[RECORDED DATA]

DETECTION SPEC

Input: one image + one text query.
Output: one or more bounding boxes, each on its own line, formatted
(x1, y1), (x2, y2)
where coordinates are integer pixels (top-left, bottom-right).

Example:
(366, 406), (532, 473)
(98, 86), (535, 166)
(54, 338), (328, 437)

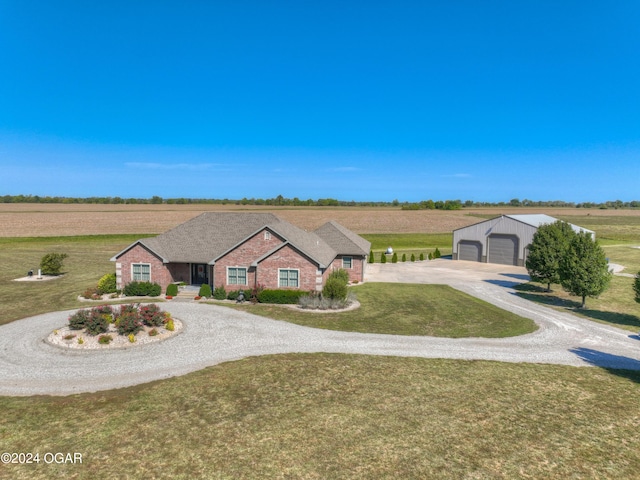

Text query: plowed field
(1, 203), (639, 237)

[/RECORDED DATA]

### YOUR GOAL
Would you please give the material above again, unchanged but without pictures?

### EXPECTED ANSWER
DETECTION SPEC

Input: one image + one text query.
Output: one or more bounding boxes, each on its own line, formatted
(x1, y1), (x2, y2)
where coordinates are integer pixels (top-left, bottom-right).

Example:
(366, 406), (532, 473)
(98, 86), (535, 166)
(54, 338), (328, 437)


Text query: plowed field
(1, 203), (639, 237)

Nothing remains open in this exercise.